What is required
Print the entries word for word, from the first line through the line containing "x=116, y=147", including that line.

Source data
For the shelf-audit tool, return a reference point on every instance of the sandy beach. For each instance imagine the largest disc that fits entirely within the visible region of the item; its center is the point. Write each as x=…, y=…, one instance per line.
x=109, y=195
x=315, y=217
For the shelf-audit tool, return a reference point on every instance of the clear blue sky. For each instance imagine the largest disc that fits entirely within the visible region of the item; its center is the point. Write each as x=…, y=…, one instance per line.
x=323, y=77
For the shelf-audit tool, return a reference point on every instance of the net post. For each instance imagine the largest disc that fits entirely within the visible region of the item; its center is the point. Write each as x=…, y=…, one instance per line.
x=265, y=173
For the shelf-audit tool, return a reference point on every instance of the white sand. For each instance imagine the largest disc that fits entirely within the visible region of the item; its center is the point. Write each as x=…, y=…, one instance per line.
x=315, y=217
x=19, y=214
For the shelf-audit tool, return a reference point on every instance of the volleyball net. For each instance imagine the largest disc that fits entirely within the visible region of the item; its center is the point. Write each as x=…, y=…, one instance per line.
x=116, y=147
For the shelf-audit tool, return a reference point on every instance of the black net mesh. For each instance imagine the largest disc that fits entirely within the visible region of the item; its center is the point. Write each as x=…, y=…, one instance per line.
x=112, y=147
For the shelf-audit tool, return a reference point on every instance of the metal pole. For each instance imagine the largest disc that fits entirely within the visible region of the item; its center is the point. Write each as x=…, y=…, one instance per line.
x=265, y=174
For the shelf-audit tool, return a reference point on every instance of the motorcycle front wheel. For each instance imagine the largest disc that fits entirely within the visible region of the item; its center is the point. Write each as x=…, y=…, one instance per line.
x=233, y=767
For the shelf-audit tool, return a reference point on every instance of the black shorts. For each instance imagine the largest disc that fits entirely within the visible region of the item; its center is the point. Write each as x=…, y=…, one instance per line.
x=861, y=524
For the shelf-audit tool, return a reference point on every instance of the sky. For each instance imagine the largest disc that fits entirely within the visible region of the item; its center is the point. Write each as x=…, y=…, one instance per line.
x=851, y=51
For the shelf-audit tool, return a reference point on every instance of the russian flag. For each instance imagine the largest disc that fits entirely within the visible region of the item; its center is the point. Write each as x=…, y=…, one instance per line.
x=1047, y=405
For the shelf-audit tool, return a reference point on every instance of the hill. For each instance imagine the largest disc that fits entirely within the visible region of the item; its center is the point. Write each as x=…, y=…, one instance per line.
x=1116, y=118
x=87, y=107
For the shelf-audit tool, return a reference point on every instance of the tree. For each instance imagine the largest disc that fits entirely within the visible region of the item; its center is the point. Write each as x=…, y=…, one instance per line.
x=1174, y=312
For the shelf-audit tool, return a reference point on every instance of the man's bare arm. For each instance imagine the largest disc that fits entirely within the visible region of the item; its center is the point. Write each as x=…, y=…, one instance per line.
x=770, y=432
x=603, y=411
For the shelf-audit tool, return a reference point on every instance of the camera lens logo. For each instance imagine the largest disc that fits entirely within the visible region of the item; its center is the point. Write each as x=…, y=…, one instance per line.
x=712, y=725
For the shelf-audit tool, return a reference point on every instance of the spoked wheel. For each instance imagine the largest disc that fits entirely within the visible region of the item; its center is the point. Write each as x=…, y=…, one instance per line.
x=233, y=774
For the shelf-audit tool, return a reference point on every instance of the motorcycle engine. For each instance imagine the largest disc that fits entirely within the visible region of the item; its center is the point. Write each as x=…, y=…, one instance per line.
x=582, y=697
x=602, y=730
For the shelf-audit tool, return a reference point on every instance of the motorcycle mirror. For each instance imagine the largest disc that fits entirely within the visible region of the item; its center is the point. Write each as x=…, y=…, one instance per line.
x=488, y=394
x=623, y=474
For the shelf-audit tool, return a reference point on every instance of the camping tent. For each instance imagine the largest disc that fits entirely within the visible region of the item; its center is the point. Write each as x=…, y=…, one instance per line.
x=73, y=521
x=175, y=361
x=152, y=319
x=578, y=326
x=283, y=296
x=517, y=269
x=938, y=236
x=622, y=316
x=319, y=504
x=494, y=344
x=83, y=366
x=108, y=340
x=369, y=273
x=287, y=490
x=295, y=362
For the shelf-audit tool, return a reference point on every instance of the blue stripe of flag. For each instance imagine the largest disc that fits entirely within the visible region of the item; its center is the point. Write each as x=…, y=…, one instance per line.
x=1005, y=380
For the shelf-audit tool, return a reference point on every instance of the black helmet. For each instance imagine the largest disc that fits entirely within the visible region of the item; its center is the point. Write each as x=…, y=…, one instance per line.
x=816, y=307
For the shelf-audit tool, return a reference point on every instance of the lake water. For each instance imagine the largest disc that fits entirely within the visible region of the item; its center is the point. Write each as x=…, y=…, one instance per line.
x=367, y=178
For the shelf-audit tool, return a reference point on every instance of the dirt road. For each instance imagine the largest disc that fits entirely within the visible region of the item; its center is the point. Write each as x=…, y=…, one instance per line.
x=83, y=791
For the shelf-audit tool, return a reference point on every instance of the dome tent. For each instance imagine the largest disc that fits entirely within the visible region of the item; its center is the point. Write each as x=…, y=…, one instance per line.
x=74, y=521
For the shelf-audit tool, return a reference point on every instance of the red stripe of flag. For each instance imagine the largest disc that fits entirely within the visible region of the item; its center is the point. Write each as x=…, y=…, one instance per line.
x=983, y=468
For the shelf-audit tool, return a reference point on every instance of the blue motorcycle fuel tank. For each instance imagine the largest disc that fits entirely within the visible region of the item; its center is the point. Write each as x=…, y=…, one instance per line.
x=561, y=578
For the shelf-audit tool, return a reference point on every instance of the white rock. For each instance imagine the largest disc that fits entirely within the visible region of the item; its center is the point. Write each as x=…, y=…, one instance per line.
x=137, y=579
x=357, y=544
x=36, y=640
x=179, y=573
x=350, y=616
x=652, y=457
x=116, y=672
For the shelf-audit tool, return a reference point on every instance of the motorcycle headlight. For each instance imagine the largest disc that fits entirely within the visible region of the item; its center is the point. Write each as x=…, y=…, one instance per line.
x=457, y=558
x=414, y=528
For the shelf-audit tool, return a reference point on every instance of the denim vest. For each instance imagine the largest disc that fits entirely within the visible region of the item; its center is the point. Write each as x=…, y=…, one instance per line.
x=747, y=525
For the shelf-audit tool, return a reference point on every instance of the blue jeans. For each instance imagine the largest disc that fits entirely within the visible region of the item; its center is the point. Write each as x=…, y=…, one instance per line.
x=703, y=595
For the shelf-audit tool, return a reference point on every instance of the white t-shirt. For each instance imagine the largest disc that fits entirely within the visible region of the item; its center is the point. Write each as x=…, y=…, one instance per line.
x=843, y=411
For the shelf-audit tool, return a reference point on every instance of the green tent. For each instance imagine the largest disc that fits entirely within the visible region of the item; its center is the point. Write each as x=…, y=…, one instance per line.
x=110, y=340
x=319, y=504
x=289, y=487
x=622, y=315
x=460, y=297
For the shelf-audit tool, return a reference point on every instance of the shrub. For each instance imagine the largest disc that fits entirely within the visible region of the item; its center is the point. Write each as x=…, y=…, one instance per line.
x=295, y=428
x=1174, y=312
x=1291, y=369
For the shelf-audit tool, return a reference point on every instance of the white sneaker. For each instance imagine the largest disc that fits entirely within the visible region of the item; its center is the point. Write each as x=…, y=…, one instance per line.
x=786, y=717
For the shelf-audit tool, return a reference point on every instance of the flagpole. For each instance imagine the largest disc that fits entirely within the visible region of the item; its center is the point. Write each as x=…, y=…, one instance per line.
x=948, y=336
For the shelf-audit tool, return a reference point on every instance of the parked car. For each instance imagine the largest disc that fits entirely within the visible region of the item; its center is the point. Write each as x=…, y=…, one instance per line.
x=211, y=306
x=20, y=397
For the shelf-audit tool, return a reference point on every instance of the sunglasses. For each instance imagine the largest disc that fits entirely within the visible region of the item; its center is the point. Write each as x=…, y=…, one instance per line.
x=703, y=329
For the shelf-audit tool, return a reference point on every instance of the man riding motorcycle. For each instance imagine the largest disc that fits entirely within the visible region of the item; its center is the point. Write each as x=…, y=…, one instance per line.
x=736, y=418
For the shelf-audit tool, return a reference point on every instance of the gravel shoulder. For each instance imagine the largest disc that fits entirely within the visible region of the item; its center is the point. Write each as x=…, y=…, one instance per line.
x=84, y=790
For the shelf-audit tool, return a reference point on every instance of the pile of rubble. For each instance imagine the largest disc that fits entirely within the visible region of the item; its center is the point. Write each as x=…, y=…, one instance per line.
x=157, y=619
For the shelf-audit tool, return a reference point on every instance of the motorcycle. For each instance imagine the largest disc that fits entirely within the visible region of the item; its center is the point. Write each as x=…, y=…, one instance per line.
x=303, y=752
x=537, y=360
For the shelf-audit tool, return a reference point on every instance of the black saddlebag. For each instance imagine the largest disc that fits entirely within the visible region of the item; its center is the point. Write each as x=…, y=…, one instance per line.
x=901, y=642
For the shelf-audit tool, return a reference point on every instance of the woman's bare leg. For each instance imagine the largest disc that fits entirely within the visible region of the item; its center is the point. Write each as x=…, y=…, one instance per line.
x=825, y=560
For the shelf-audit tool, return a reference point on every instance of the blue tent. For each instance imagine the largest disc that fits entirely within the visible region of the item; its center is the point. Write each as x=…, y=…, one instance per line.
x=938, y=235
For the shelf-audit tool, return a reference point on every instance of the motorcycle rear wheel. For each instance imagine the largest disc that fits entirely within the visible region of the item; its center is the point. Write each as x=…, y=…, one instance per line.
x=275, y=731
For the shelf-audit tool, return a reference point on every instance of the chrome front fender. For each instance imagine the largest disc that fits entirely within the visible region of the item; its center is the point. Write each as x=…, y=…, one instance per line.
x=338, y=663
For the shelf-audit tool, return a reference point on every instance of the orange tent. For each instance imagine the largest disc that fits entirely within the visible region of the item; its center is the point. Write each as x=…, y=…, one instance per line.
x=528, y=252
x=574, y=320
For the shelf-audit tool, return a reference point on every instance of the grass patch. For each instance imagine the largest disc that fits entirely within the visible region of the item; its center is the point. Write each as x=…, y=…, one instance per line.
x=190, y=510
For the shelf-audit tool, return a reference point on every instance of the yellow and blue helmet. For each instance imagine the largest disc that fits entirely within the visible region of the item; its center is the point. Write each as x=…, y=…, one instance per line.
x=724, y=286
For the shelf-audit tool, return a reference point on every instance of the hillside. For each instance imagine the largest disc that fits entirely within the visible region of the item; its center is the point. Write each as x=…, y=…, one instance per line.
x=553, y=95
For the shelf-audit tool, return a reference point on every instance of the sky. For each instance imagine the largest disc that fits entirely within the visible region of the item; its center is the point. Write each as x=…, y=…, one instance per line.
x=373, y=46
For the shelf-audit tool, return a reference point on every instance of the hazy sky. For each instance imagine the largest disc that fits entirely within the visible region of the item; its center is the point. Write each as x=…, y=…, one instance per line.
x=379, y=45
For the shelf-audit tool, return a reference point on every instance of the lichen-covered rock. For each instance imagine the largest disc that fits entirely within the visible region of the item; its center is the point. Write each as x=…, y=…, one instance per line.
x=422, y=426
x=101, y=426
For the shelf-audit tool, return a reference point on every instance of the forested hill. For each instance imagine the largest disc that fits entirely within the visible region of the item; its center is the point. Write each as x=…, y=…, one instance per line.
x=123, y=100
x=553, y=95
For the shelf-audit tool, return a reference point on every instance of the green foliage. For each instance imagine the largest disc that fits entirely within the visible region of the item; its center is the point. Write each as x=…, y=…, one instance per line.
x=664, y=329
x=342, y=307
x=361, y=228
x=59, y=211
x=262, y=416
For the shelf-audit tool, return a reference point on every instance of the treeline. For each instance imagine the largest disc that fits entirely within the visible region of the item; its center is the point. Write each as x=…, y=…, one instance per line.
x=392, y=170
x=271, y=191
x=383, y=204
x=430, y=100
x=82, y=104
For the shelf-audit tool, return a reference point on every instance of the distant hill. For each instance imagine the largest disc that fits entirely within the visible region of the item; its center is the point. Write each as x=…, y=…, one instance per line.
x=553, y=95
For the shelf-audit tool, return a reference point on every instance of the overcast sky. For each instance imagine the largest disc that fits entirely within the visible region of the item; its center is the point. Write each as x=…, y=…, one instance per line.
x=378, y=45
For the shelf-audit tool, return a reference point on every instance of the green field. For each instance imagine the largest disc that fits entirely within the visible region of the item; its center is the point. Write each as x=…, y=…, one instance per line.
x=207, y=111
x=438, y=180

Task solution
For the shelf-audit tool, return a reference point on every instance of the sandy beach. For each instance imagine the largest disc that fits entirely within the visible region of the item; its center is the point. Write each as x=…, y=…, one instance per line.
x=109, y=195
x=315, y=217
For the shelf-audit tool, return a reference point on every instance of the clear blue sky. For each instance imagine the largest disc that fits entirely within the visible region of the item; its center is the point. Write each as x=…, y=…, one instance per line.
x=323, y=77
For the shelf-audit tool, return a reference point on every instance of the net post. For each instance imagine the largest disc that fits entirely within the visible region of the item; its center is the point. Write each as x=…, y=…, one instance per line.
x=265, y=173
For the shelf-audit tool, return a reference point on every instance of the white sand. For each instance imagine the largest disc that fits entirely within the visible region of the item; its center is the point. Write each as x=…, y=…, one instance per line.
x=315, y=217
x=19, y=214
For the shelf-audit tool, return a reference point on every instance of the volleyball net. For each instance imagine the largest disc that fits entirely within the visible region of the item; its center is the point. Write each as x=…, y=…, one instance per line.
x=116, y=147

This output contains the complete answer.